#### Instructions for the task:
Go on with the plot summary about Plateau's Crew and Colonists, picking up after its last sentence.

#### Document passage:

▼▼▼

Though the rebels are willing to make a deal, there is still one significant problem: Implementation. Any settlement with the Colonists would involve reducing the power of the Crew's police force. Implementation would therefore be on the side of the conservative Crew faction: those who would die before accepting a compromise with those they currently hold the power of life and death over. Implementation controls the best weapons on Plateau, and have already made a decision as to the impact of the ramscoop's cargo.

At the hospital, Implementation leader Jesus Pietro Castro has been interrogating Polly, enraging her by explaining that Implementation permitted the Sons of Earth to exist solely as a constant source of organ donors – thinning it periodically as if it was a herd of husbanded animals. His "father" was over seventy when he was conceived, and required supplementary testosterone; instead of periodic injections, he chose to be transplanted with the testicles of an executed Colonist – the class schism between Colonist and Crew means that the two have effectively become distinct races, both of which consider miscegenation a greater taboo than incest. The revelation that Jesus is half-Colonist disgusts her even more than the revelation that she and her fellow Colonists are nothing but cattle to the Crew; cattle that have just been completely culled. As the ramship cargo has sharply banked the need for organ transplants, the decision was made to eliminate the resistance entirely, knowing that they would revolt violently once the cargo was revealed. Every other Son of Earth has been broken up for organ stock. Polly and the four who escaped in the car hidden under the residence are the only surviving rebels on Plateau.

▲▲▲

#### Dataset excerpts:
▼▼▼

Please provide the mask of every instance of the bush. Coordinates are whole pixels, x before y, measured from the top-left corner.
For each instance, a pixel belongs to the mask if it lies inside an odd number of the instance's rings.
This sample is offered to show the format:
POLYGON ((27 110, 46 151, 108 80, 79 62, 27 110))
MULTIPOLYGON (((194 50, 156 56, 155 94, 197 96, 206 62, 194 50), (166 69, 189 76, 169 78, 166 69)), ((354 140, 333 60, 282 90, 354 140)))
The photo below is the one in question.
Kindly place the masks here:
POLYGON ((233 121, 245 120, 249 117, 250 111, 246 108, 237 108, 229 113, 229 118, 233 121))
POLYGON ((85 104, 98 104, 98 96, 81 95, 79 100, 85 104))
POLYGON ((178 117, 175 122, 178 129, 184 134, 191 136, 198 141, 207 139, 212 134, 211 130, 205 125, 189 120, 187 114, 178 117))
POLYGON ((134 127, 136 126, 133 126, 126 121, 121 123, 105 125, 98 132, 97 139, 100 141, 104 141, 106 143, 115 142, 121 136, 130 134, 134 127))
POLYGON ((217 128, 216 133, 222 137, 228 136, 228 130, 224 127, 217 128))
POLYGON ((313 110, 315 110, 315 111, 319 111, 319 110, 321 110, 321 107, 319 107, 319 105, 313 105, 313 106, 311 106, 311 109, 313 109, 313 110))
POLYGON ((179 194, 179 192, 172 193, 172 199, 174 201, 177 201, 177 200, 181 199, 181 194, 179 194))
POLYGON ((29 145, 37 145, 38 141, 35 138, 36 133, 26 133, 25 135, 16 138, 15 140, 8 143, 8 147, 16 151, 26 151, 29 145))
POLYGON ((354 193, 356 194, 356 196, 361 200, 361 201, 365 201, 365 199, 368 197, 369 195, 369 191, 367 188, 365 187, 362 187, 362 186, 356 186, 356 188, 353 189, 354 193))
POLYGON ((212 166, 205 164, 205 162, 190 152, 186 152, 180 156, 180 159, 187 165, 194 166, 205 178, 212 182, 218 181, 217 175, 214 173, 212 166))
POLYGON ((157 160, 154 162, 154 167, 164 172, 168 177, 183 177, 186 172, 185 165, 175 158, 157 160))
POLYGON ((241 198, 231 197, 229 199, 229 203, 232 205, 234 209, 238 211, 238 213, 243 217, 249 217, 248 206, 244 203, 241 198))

▲▲▲

#### Answer to the problem:
Meanwhile, Matt and Laney are able to enter the facility with no real problem. Matt tricks Castro into leading him to where they are keeping Polly, and Matt sets her free. But Implementation moved from psychological interrogation to sensory deprivation, and she is now insane. He has sex with her and in so doing restores her ability to function. But when she learns of their location, she becomes determined to avenge the genocide of the Sons of Earth. She flees Matt, intending to detonate the nuclear reactor on one of the slowboats, to destroy the Hospital and kill as many Crew as she can. She is unable to reach the reactor and settles for the ship's long-defunct control room. She ignites the ship's landing motors; this severely damages the Hospital, kills many of the crew, and thrusts the ship off the "void edge" to its destruction. Matt jumps from the ship before she does so.

Millard Parlette assumes control of the Crew in the aftermath. However, the Colonists have won the war, as the Sons of Earth have claimed control of the most powerful weapon on Plateau: Matt Keller. If the Crew does not restructure Plateau's laws along cosmopolitan lines, Keller will use his psychic power to act as an unstoppable assassin. Keller accepts this, but demands a position of power among the rebels. He has just discovered a new wrinkle in his power: not only can he compel someone to lose focus on him, he can compel someone to intensify that focus, putting them in a hypnotic trance, which makes him the true master of Plateau.

As the story began with a robot ramship in flight, it ends with another ramship headed from Earth to the human colony known as 'We Made It' (in the Procyon system) with the same discovery. This ship is observed by alien Outsiders, who follow it in hopes of selling faster than light technology to the locals. This sale will lead to the advanced multi-species society portrayed in "Neutron Star" and Ringworld.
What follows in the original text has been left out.